── Excerpted records

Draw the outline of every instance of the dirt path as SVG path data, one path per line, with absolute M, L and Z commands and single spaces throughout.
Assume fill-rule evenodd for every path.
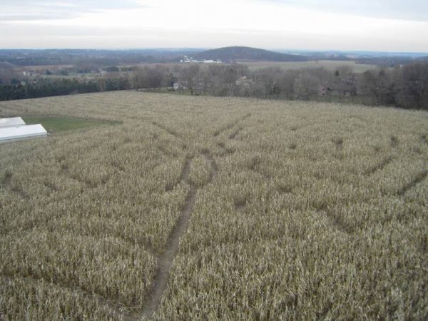
M 187 160 L 183 170 L 182 180 L 189 184 L 188 176 L 190 170 L 190 161 Z M 185 233 L 189 225 L 189 219 L 195 203 L 196 197 L 196 189 L 190 185 L 190 190 L 185 200 L 185 205 L 181 212 L 181 217 L 177 223 L 175 228 L 170 237 L 170 240 L 165 251 L 158 260 L 158 270 L 153 280 L 153 286 L 151 294 L 148 296 L 146 307 L 143 310 L 143 316 L 150 318 L 158 308 L 162 295 L 166 289 L 170 270 L 174 258 L 178 252 L 180 238 Z
M 203 153 L 207 162 L 210 165 L 210 180 L 211 183 L 217 176 L 218 167 L 217 163 L 209 153 Z M 158 260 L 158 270 L 153 281 L 152 292 L 149 295 L 146 307 L 143 310 L 143 317 L 150 319 L 158 309 L 162 295 L 168 285 L 168 280 L 173 265 L 173 262 L 180 245 L 180 238 L 184 235 L 188 229 L 189 220 L 192 214 L 192 210 L 198 192 L 196 188 L 189 182 L 189 173 L 190 170 L 190 160 L 188 160 L 183 170 L 182 181 L 190 185 L 190 190 L 185 200 L 185 205 L 181 212 L 181 217 L 177 223 L 177 226 L 173 231 L 168 244 L 167 250 L 162 254 Z

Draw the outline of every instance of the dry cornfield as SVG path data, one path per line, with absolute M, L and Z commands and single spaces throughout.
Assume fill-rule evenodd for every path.
M 424 320 L 428 114 L 113 92 L 0 115 L 0 320 Z

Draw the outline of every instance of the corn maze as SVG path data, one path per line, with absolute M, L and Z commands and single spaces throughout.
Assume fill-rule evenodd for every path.
M 428 114 L 112 92 L 0 144 L 0 320 L 424 320 Z

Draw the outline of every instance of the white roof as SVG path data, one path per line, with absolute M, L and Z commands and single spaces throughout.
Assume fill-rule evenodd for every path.
M 17 127 L 0 127 L 0 141 L 41 137 L 48 135 L 48 132 L 40 125 L 27 125 Z
M 0 118 L 0 128 L 11 126 L 22 126 L 25 121 L 21 117 L 12 117 L 11 118 Z

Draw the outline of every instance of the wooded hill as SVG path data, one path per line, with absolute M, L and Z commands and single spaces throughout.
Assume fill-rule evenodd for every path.
M 220 59 L 223 62 L 232 61 L 305 61 L 307 57 L 290 55 L 257 48 L 233 46 L 207 50 L 197 53 L 193 58 L 198 60 Z

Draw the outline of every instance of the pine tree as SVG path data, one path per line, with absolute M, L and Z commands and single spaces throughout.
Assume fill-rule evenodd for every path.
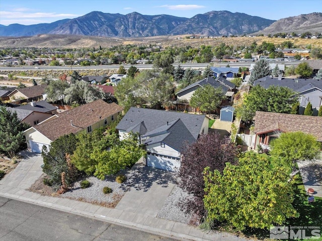
M 305 116 L 312 116 L 313 115 L 313 109 L 312 109 L 312 104 L 311 102 L 308 102 L 305 110 L 304 111 L 304 115 Z
M 17 112 L 12 113 L 5 107 L 0 107 L 0 151 L 11 157 L 20 149 L 26 147 L 23 132 L 30 126 L 21 123 Z
M 322 68 L 318 70 L 313 78 L 314 79 L 322 79 Z
M 253 85 L 256 80 L 269 75 L 271 72 L 272 70 L 268 62 L 261 58 L 255 63 L 254 66 L 250 77 L 250 83 Z
M 276 64 L 275 67 L 272 70 L 272 75 L 275 77 L 277 77 L 280 73 L 280 69 L 278 67 L 278 65 Z
M 204 78 L 206 78 L 207 77 L 209 77 L 209 76 L 213 76 L 213 73 L 211 68 L 210 68 L 210 66 L 209 65 L 207 65 L 207 67 L 205 68 L 205 69 L 203 70 L 203 73 L 202 73 L 202 76 Z

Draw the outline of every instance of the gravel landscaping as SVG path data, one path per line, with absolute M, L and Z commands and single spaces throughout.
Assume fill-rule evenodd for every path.
M 80 187 L 80 182 L 85 179 L 76 182 L 68 192 L 60 195 L 63 198 L 89 202 L 108 207 L 114 207 L 125 194 L 124 184 L 115 182 L 115 178 L 108 178 L 102 181 L 95 177 L 86 178 L 91 183 L 87 188 Z M 104 187 L 113 190 L 111 193 L 105 194 L 103 192 Z
M 189 195 L 187 192 L 176 186 L 158 211 L 156 217 L 188 224 L 191 219 L 191 214 L 187 214 L 181 210 L 180 203 L 182 200 L 187 200 L 189 197 Z

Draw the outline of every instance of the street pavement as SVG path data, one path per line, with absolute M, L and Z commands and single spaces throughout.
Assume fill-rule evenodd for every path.
M 0 241 L 175 240 L 2 197 L 0 224 Z
M 28 191 L 26 189 L 42 174 L 42 158 L 40 154 L 26 151 L 21 154 L 24 158 L 17 168 L 0 180 L 0 196 L 181 240 L 250 240 L 224 232 L 206 232 L 196 227 L 157 218 L 157 211 L 174 187 L 172 182 L 165 183 L 161 180 L 169 178 L 165 172 L 154 176 L 150 172 L 148 177 L 152 175 L 155 180 L 150 179 L 148 183 L 148 180 L 145 182 L 141 178 L 138 184 L 145 185 L 145 187 L 148 184 L 148 188 L 139 188 L 138 184 L 133 183 L 133 192 L 132 190 L 128 191 L 115 208 L 108 208 Z M 137 174 L 139 172 L 137 170 Z

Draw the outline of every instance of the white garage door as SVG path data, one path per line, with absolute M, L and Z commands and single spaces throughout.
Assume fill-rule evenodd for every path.
M 41 153 L 41 149 L 44 145 L 49 148 L 49 145 L 46 144 L 43 144 L 42 143 L 36 142 L 32 140 L 30 140 L 30 148 L 31 148 L 31 151 L 33 152 Z
M 179 171 L 180 161 L 163 156 L 148 154 L 146 155 L 146 165 L 148 167 L 175 172 Z

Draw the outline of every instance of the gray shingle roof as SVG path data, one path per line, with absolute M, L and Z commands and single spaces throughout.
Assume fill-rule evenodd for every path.
M 302 92 L 313 87 L 322 90 L 322 81 L 313 78 L 282 78 L 279 81 L 278 78 L 266 76 L 255 81 L 254 85 L 259 85 L 265 89 L 268 88 L 270 86 L 288 87 L 297 93 Z M 305 89 L 306 88 L 308 89 Z
M 126 131 L 134 129 L 138 124 L 143 122 L 146 130 L 142 130 L 139 133 L 144 135 L 180 119 L 195 139 L 197 139 L 205 117 L 205 115 L 131 107 L 117 125 L 116 128 Z
M 229 88 L 227 87 L 227 86 L 226 86 L 225 85 L 223 85 L 222 83 L 219 81 L 217 81 L 216 80 L 214 79 L 212 77 L 209 76 L 209 77 L 205 78 L 203 79 L 201 79 L 201 81 L 197 81 L 195 83 L 192 84 L 190 86 L 188 86 L 187 87 L 186 87 L 185 88 L 184 88 L 182 90 L 181 90 L 179 92 L 176 93 L 176 94 L 178 95 L 178 94 L 183 92 L 184 91 L 186 91 L 187 90 L 189 90 L 189 89 L 191 89 L 196 86 L 199 85 L 200 86 L 205 86 L 206 85 L 208 85 L 208 84 L 212 86 L 214 88 L 218 88 L 219 87 L 221 87 L 221 89 L 222 89 L 222 92 L 223 93 L 225 93 L 229 90 Z

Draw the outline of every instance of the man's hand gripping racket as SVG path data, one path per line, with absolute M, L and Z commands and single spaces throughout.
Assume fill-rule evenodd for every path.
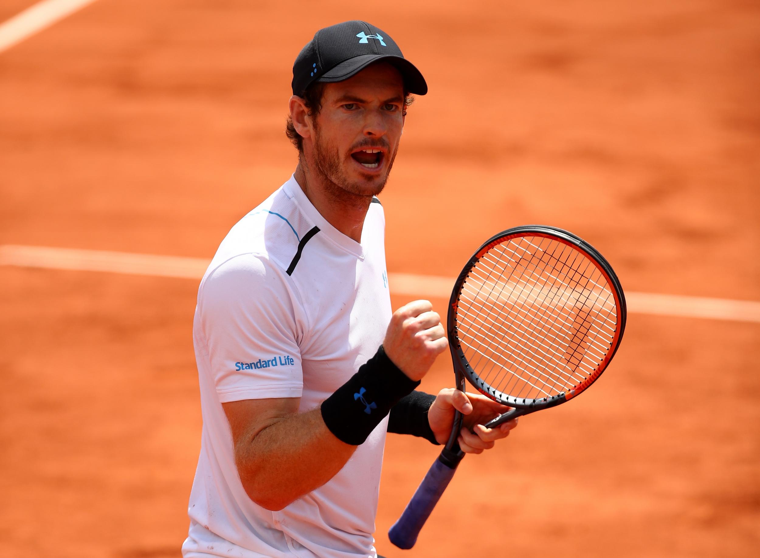
M 594 247 L 561 229 L 517 227 L 489 238 L 451 292 L 447 333 L 457 388 L 467 378 L 511 408 L 486 424 L 564 403 L 610 364 L 625 329 L 625 298 Z M 388 538 L 411 548 L 464 453 L 462 415 Z

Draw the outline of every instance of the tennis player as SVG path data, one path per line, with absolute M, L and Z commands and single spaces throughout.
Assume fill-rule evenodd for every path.
M 447 348 L 427 301 L 391 311 L 376 197 L 422 74 L 363 21 L 320 30 L 293 68 L 293 175 L 233 227 L 193 326 L 203 431 L 182 546 L 197 556 L 375 556 L 385 433 L 480 453 L 515 423 L 486 397 L 415 388 Z M 415 242 L 423 241 L 416 239 Z

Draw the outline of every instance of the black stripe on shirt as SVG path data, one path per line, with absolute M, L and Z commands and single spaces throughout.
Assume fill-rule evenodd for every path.
M 290 265 L 288 266 L 287 271 L 286 272 L 288 275 L 293 275 L 293 270 L 296 269 L 296 264 L 301 259 L 301 252 L 303 251 L 303 247 L 318 232 L 319 232 L 319 227 L 314 227 L 314 229 L 304 235 L 303 238 L 301 238 L 301 241 L 298 243 L 298 250 L 296 251 L 296 255 L 293 257 L 293 261 L 290 262 Z

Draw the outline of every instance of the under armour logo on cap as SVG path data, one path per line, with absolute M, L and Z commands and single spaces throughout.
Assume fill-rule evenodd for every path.
M 427 93 L 423 74 L 404 58 L 392 36 L 366 21 L 352 20 L 320 29 L 301 49 L 293 65 L 293 94 L 303 96 L 315 81 L 347 80 L 381 61 L 401 72 L 406 93 Z
M 377 35 L 365 35 L 364 31 L 362 31 L 361 33 L 357 33 L 356 36 L 359 37 L 359 43 L 369 43 L 369 41 L 368 41 L 367 39 L 377 39 L 378 41 L 380 41 L 381 45 L 382 45 L 383 46 L 388 46 L 388 45 L 386 45 L 382 39 L 382 35 L 379 33 L 378 33 Z

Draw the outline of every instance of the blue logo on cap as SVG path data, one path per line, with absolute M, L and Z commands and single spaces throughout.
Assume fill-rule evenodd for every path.
M 359 37 L 359 43 L 369 43 L 369 41 L 368 41 L 367 39 L 377 39 L 378 41 L 380 41 L 380 44 L 381 45 L 382 45 L 383 46 L 388 46 L 388 45 L 386 45 L 383 42 L 382 35 L 379 35 L 379 34 L 378 35 L 365 35 L 364 34 L 364 31 L 362 31 L 361 33 L 356 33 L 356 36 Z

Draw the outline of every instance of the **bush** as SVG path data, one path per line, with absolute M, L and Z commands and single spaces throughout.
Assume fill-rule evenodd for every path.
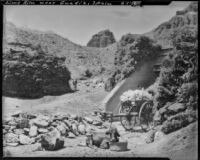
M 174 132 L 180 128 L 186 127 L 188 124 L 196 120 L 196 112 L 186 111 L 171 116 L 163 123 L 162 131 L 165 134 Z

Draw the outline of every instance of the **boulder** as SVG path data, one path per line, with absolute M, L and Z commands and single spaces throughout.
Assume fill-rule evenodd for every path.
M 95 125 L 95 126 L 101 126 L 101 125 L 102 125 L 102 122 L 101 122 L 101 121 L 94 120 L 92 124 Z
M 10 125 L 9 122 L 12 122 L 12 121 L 13 121 L 13 117 L 11 117 L 11 116 L 7 116 L 7 117 L 3 118 L 3 124 Z
M 69 120 L 64 120 L 63 122 L 66 124 L 66 126 L 67 126 L 69 129 L 72 127 L 72 123 L 71 123 Z
M 3 129 L 9 130 L 9 129 L 10 129 L 10 126 L 9 126 L 9 125 L 3 125 Z
M 157 131 L 156 130 L 150 130 L 148 133 L 147 133 L 147 136 L 145 138 L 145 142 L 146 143 L 152 143 L 154 141 L 154 136 L 155 136 L 155 133 Z
M 19 118 L 19 119 L 16 119 L 16 127 L 17 128 L 21 128 L 21 129 L 24 129 L 24 128 L 29 128 L 29 120 L 27 118 Z
M 48 127 L 49 126 L 49 122 L 44 120 L 44 119 L 34 119 L 33 122 L 36 126 L 38 127 Z
M 58 131 L 60 131 L 61 136 L 68 136 L 68 130 L 66 125 L 59 124 L 57 127 Z
M 23 129 L 14 129 L 14 133 L 17 135 L 24 134 L 24 130 Z
M 37 126 L 31 126 L 30 131 L 29 131 L 29 136 L 30 137 L 35 137 L 38 134 L 38 127 Z
M 174 113 L 178 113 L 180 111 L 183 111 L 185 108 L 186 106 L 183 103 L 174 103 L 168 107 L 168 110 Z
M 158 140 L 162 139 L 164 136 L 165 136 L 165 134 L 163 132 L 157 131 L 154 136 L 154 141 L 158 141 Z
M 77 120 L 78 116 L 76 114 L 71 114 L 70 119 Z
M 7 131 L 5 129 L 3 129 L 3 134 L 6 134 L 6 133 L 7 133 Z
M 58 125 L 57 121 L 51 123 L 51 126 L 53 126 L 53 127 L 57 127 L 57 125 Z
M 30 129 L 29 128 L 24 128 L 24 134 L 29 135 Z
M 7 133 L 5 135 L 6 143 L 18 143 L 19 137 L 14 133 Z
M 79 132 L 78 132 L 78 125 L 77 125 L 76 123 L 72 123 L 71 132 L 74 133 L 74 135 L 76 135 L 76 136 L 79 135 Z
M 18 111 L 15 111 L 13 114 L 12 114 L 12 117 L 19 117 L 23 112 L 21 110 L 18 110 Z
M 19 143 L 6 143 L 7 146 L 16 147 Z
M 38 132 L 39 132 L 39 133 L 47 133 L 47 132 L 49 132 L 49 130 L 46 129 L 46 128 L 39 128 L 39 129 L 38 129 Z
M 86 127 L 83 123 L 79 123 L 78 125 L 78 132 L 82 135 L 86 134 Z
M 19 135 L 20 144 L 32 144 L 35 142 L 34 138 L 29 138 L 28 136 L 21 134 Z
M 69 132 L 68 133 L 68 138 L 75 138 L 76 136 L 74 135 L 74 133 L 72 133 L 72 132 Z
M 64 147 L 64 139 L 57 129 L 41 137 L 41 146 L 45 150 L 54 151 Z
M 84 120 L 86 122 L 88 122 L 89 124 L 92 124 L 93 123 L 93 119 L 91 119 L 90 117 L 84 117 Z
M 14 120 L 12 120 L 12 121 L 8 122 L 8 125 L 9 126 L 17 126 L 17 123 Z

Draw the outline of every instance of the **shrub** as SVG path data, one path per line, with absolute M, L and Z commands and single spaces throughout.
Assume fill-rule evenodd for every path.
M 165 134 L 174 132 L 180 128 L 186 127 L 188 124 L 196 120 L 196 112 L 186 111 L 171 116 L 163 123 L 162 131 Z

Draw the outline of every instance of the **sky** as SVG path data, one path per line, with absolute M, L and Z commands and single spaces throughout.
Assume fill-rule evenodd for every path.
M 168 21 L 188 6 L 174 1 L 168 6 L 5 6 L 7 21 L 39 31 L 53 31 L 80 45 L 92 35 L 109 29 L 116 40 L 127 33 L 141 34 Z

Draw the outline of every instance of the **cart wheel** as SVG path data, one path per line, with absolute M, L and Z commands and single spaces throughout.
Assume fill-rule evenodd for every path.
M 131 106 L 122 106 L 119 104 L 119 113 L 130 113 L 133 111 L 134 107 Z M 133 127 L 136 125 L 137 119 L 135 116 L 126 116 L 126 117 L 120 117 L 120 122 L 125 130 L 130 131 L 133 130 Z
M 145 102 L 139 111 L 139 120 L 142 130 L 149 131 L 153 126 L 153 103 Z

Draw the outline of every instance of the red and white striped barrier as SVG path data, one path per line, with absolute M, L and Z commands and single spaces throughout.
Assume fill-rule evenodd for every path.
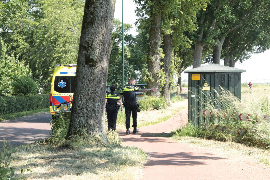
M 213 111 L 206 109 L 202 109 L 201 110 L 200 112 L 201 116 L 207 117 L 228 119 L 230 117 L 232 117 L 235 116 L 236 118 L 240 121 L 253 121 L 253 120 L 250 119 L 250 114 L 247 114 L 235 112 L 228 113 L 227 112 L 218 110 Z M 264 115 L 262 116 L 256 116 L 255 118 L 255 121 L 256 122 L 262 122 L 266 121 L 270 123 L 270 116 Z
M 234 129 L 232 127 L 223 126 L 215 124 L 202 124 L 204 128 L 207 129 L 211 131 L 215 131 L 218 130 L 223 133 L 230 134 L 238 136 L 242 136 L 247 133 L 249 130 L 247 128 L 239 128 L 237 129 Z M 255 133 L 254 131 L 252 132 Z

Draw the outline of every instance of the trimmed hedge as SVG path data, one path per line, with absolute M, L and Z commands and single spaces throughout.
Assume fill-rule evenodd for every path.
M 0 115 L 49 108 L 50 95 L 0 98 Z

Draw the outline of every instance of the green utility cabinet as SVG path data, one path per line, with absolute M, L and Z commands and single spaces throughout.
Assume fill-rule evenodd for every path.
M 214 89 L 220 94 L 219 86 L 241 99 L 241 73 L 245 72 L 216 64 L 185 71 L 185 73 L 188 74 L 188 122 L 196 124 L 200 123 L 200 113 L 204 108 L 200 102 L 209 101 L 210 97 L 215 98 Z

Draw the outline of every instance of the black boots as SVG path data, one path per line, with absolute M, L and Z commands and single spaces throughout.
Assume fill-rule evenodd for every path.
M 136 134 L 137 133 L 139 132 L 139 130 L 137 128 L 134 128 L 133 129 L 133 134 Z M 127 134 L 129 134 L 130 133 L 129 132 L 129 129 L 127 129 L 127 133 L 126 133 Z
M 139 132 L 139 130 L 136 128 L 133 129 L 133 134 L 136 134 Z

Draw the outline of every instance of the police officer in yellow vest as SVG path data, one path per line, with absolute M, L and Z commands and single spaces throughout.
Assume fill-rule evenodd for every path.
M 132 116 L 133 133 L 135 134 L 139 132 L 139 130 L 137 129 L 137 112 L 135 91 L 146 92 L 156 91 L 157 89 L 156 88 L 141 89 L 134 85 L 135 81 L 135 79 L 134 78 L 131 78 L 130 79 L 129 83 L 123 87 L 120 93 L 120 99 L 122 99 L 122 96 L 123 96 L 124 100 L 124 106 L 126 113 L 126 127 L 127 128 L 127 134 L 129 134 L 130 133 L 131 113 Z
M 109 130 L 112 129 L 113 131 L 115 131 L 116 129 L 117 113 L 119 110 L 117 101 L 121 107 L 121 112 L 123 112 L 122 101 L 118 95 L 114 92 L 116 88 L 115 86 L 111 86 L 110 88 L 111 92 L 107 94 L 105 98 L 105 111 L 107 113 L 108 129 Z

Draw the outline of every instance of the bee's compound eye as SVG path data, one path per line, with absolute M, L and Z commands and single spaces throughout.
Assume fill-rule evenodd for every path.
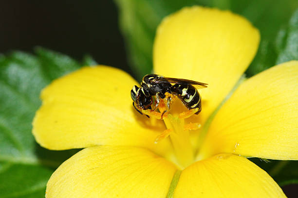
M 139 89 L 139 87 L 134 85 L 133 87 L 132 87 L 132 89 L 131 89 L 131 90 L 130 91 L 130 97 L 131 97 L 132 100 L 135 102 L 136 100 L 136 95 L 138 89 Z

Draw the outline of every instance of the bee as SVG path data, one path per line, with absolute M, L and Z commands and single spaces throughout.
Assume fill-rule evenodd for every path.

────

Stated exercise:
Each line from the one that contains "Draw the outline of every instance of the police" to the end of the listing must be quoted exactly; no other line and no picture belongs in the copy.

Exercise result:
Draw the outline of every instance of the police officer in yellow vest as SVG path data, one path per line, with absolute M, L and Z commands and single spaces throughout.
Assume fill-rule evenodd for every path.
M 132 116 L 133 133 L 135 134 L 139 132 L 139 130 L 137 129 L 137 112 L 135 91 L 146 92 L 156 91 L 157 89 L 156 88 L 141 89 L 134 85 L 135 81 L 135 79 L 134 78 L 131 78 L 130 79 L 129 83 L 123 87 L 120 93 L 120 99 L 122 99 L 122 96 L 123 96 L 124 100 L 124 106 L 126 113 L 126 127 L 127 128 L 127 134 L 129 134 L 130 133 L 131 113 Z
M 109 130 L 112 129 L 113 131 L 115 131 L 116 129 L 117 113 L 119 110 L 117 101 L 121 107 L 121 112 L 123 112 L 122 101 L 118 95 L 114 92 L 116 88 L 115 86 L 111 86 L 110 88 L 111 92 L 107 94 L 105 98 L 105 111 L 107 113 L 108 129 Z

Draw the outline of every instance of the bee's compound eye as SVG path data, one path per line, with absolute M, L and Z commands and single spaces throughout.
Assume fill-rule evenodd for every path.
M 139 89 L 139 87 L 134 85 L 133 87 L 132 87 L 132 89 L 131 89 L 131 90 L 130 91 L 130 97 L 131 97 L 132 100 L 135 102 L 136 100 L 136 95 L 138 89 Z

Draw the outline of every instance of the bee as SVG path data, one path per line, with absolute M, L and Z commands and single spaces throughout.
Assume fill-rule evenodd for every path.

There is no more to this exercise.